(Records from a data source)
+ + + +

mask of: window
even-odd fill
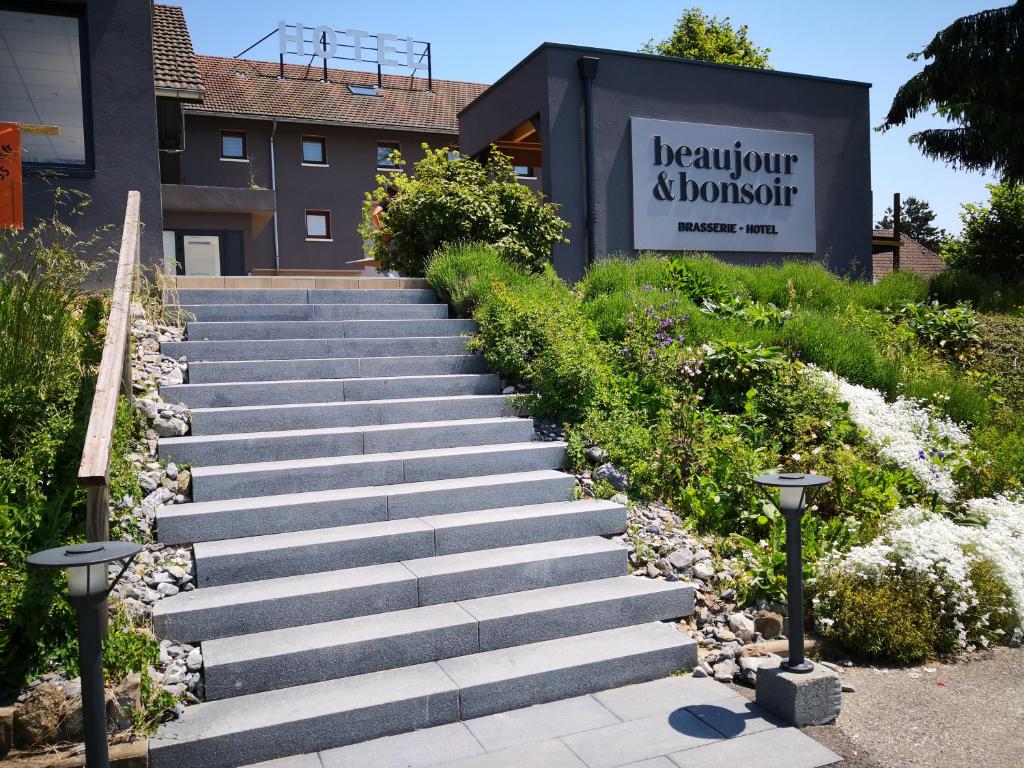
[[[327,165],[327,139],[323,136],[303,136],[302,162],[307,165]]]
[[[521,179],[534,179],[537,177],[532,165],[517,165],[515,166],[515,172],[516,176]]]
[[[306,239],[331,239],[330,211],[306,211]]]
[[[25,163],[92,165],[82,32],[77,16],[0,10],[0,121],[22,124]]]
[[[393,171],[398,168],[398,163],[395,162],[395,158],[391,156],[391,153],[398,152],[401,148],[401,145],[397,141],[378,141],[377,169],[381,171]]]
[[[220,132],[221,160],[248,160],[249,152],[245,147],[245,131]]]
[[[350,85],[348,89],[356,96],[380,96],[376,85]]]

+ + + +

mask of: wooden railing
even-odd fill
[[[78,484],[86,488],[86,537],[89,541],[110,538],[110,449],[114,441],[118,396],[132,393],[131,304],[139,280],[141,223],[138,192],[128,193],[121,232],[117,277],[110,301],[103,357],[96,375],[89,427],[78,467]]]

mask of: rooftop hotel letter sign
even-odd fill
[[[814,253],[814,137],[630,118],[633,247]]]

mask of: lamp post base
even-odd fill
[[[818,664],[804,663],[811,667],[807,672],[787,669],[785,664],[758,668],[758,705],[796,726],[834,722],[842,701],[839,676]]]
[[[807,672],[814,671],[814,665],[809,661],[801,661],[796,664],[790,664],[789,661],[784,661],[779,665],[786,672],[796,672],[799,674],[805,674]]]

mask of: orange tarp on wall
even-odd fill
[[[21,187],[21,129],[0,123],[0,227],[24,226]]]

+ + + +

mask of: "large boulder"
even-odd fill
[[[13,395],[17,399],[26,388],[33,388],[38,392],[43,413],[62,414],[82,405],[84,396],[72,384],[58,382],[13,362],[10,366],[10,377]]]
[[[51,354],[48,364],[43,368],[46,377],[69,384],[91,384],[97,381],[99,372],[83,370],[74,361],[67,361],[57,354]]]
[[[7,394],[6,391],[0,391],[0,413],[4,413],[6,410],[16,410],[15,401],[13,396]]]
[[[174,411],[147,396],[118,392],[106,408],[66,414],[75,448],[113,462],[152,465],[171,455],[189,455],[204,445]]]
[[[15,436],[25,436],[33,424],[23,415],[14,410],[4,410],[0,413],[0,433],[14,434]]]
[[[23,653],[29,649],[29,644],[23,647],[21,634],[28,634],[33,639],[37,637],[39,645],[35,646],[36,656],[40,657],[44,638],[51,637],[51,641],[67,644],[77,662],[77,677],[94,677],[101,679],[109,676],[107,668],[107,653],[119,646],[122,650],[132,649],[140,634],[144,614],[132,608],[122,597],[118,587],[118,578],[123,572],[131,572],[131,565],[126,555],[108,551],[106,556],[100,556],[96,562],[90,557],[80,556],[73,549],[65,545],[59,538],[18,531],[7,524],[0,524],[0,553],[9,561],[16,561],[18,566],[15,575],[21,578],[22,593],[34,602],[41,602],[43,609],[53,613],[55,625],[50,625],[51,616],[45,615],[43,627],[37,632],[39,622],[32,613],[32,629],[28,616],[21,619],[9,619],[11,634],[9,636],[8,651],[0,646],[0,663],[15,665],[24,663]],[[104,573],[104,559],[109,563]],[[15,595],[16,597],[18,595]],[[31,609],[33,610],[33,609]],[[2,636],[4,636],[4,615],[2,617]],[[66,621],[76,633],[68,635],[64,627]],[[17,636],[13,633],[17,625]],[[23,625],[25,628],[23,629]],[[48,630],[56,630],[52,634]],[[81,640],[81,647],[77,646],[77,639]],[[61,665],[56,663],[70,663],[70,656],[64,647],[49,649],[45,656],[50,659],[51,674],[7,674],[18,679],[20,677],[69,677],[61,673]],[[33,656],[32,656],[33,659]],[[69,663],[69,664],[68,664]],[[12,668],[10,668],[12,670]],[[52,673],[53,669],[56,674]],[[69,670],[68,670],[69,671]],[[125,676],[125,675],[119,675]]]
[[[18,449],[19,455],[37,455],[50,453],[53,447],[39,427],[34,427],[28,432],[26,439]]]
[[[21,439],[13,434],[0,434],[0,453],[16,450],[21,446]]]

+ + + +

▶ Exercise objective: Go through the entries above and report every line in which the word "mask" appears.

▶ Expected output:
mask of: window
mask of: wooden railing
mask of: rooftop hotel letter sign
mask of: lamp post base
mask of: orange tarp on wall
mask of: "large boulder"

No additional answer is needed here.